[[ Records for this exercise open ]]
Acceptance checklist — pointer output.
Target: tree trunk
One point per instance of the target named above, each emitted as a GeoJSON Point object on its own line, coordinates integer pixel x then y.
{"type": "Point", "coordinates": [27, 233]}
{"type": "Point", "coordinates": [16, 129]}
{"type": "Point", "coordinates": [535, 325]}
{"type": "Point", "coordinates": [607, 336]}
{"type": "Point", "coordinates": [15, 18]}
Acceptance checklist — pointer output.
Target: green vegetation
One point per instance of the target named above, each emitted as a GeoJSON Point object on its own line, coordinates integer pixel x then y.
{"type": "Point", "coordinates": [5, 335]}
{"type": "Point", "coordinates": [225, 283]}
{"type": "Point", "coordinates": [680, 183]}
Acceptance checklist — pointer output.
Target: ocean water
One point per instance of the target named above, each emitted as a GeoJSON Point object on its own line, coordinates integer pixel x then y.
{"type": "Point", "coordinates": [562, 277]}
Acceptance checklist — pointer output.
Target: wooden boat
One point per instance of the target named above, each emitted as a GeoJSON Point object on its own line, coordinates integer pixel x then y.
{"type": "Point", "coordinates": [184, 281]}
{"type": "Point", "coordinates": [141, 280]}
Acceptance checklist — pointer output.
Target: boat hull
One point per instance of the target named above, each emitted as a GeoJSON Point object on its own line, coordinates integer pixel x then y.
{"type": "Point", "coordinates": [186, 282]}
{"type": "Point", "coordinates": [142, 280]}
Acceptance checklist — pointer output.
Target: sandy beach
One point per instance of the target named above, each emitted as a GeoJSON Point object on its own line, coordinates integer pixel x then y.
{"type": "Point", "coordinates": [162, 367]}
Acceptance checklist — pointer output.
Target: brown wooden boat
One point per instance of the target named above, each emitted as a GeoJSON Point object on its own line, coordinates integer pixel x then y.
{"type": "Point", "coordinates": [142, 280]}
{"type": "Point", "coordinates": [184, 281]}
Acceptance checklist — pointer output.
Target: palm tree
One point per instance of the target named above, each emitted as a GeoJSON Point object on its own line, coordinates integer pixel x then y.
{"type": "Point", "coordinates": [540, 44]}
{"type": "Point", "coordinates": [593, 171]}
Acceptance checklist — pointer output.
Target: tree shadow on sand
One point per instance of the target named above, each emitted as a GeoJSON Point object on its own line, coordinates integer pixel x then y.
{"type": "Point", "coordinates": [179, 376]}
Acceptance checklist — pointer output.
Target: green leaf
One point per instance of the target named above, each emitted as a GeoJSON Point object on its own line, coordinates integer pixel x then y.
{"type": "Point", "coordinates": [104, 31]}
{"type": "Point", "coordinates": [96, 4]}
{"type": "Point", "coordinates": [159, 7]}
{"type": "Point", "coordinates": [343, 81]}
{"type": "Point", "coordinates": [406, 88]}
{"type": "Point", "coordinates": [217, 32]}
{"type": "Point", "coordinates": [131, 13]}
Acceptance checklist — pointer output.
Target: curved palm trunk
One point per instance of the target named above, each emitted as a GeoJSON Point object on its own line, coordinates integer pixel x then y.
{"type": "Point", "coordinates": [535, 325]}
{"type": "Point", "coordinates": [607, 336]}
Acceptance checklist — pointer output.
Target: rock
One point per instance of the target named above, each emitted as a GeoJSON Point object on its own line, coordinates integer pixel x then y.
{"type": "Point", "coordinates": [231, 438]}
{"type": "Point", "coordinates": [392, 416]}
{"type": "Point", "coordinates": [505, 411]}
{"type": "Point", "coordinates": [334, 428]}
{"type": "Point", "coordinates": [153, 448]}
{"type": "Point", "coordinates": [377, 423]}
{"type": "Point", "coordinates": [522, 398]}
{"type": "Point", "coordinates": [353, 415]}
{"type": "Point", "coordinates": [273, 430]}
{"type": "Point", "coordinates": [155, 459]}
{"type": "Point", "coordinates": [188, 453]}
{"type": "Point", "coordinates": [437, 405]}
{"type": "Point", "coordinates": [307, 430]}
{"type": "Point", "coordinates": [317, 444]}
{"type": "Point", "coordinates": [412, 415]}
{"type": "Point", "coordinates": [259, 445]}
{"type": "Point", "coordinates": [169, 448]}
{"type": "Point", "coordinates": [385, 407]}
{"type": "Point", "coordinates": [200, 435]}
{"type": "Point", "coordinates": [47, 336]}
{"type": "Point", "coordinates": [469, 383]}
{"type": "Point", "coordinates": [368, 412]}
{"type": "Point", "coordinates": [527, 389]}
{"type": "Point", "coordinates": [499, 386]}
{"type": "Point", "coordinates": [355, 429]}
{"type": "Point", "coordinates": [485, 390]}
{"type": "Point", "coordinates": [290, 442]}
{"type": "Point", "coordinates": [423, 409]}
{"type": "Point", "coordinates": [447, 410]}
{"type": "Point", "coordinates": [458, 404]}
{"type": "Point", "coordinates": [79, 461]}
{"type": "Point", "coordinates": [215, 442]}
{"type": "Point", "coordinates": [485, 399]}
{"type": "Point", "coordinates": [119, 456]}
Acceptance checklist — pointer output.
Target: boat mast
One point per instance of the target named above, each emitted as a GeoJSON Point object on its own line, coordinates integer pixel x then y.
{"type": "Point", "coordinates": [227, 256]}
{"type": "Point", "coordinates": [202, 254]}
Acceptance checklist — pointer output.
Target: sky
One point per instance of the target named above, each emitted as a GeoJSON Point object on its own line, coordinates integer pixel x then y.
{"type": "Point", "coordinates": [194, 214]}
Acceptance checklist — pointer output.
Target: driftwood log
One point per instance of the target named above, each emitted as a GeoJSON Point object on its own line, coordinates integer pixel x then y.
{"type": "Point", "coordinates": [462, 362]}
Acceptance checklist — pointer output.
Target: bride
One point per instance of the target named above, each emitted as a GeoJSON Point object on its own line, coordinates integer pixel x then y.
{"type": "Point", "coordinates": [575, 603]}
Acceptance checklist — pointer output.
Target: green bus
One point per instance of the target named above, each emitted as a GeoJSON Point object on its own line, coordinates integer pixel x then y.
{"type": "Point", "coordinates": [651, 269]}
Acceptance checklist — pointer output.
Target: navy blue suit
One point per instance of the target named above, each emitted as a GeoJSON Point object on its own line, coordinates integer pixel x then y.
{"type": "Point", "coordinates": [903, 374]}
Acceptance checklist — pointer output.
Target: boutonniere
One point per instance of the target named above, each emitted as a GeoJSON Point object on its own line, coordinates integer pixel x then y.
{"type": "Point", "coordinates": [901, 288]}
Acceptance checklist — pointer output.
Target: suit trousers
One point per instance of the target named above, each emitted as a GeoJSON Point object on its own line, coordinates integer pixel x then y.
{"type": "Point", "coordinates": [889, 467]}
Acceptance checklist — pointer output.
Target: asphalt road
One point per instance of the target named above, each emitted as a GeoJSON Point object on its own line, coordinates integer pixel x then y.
[[ Records for this exercise closed ]]
■ What this task involves
Lines containing the word "tree" are to be tallied across the entries above; give only the resulting count.

■ Task answer
3